>> Begin Materials provided

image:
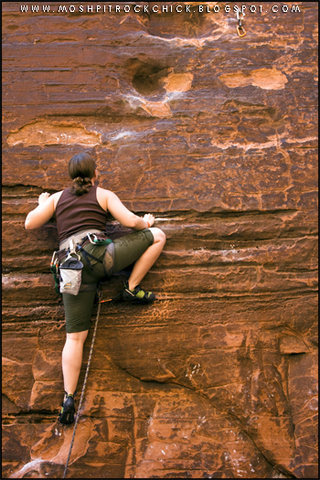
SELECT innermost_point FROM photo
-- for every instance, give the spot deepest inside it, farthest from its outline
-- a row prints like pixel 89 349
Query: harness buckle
pixel 95 238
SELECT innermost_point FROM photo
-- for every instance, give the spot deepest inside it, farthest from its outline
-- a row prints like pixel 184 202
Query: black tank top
pixel 75 213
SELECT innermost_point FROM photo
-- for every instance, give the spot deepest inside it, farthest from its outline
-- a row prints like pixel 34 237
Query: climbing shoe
pixel 137 295
pixel 66 416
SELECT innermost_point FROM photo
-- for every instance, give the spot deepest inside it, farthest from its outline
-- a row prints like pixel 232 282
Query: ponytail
pixel 81 185
pixel 81 169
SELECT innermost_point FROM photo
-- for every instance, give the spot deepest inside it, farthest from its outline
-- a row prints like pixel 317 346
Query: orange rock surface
pixel 216 135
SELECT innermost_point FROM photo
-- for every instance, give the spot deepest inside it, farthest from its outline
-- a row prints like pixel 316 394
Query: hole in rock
pixel 147 76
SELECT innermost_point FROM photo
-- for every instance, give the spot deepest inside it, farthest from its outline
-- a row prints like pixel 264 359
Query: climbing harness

>> End Materials provided

[Written request]: Copy every line of the data above word for word, leaving the pictures out of your answer.

[The response]:
image:
SELECT innermost_point FROM photo
-- for every instance, give the spot deepest inside it, farthest from its outline
-- a row prints like pixel 89 349
Query: harness buckle
pixel 95 238
SELECT innermost_point FROM photo
-- for every instance, give the spot deepest inside it, farthest from its outline
-- a row prints like pixel 184 202
Query: black tank top
pixel 75 213
SELECT innermost_point FROM photo
-- for every instance, give the spot deepest inside it, farthest from its outline
-- a row prints like pixel 34 237
Query: climbing shoe
pixel 137 295
pixel 66 416
SELECT innermost_point FROM photo
-- for every instance, give the spot deepest inside it, farthest from its outline
-- a row prints like pixel 232 282
Query: ponytail
pixel 81 185
pixel 81 169
SELECT innermost_point FROM photo
-- for every instance, give the spot deepest inside it, farthest from its outline
-- a row prints like pixel 317 346
Query: orange rock surface
pixel 216 135
SELECT innermost_point FROM photo
-- for every instance, give the spot deepest inside it, farthest from its outline
-- a row prints like pixel 316 394
Query: hole in rock
pixel 147 76
SELECT innermost_point FROM photo
-- for every instance, give the spot deepest inside it, farthest from its outline
-- a row prints like pixel 264 359
Query: climbing harness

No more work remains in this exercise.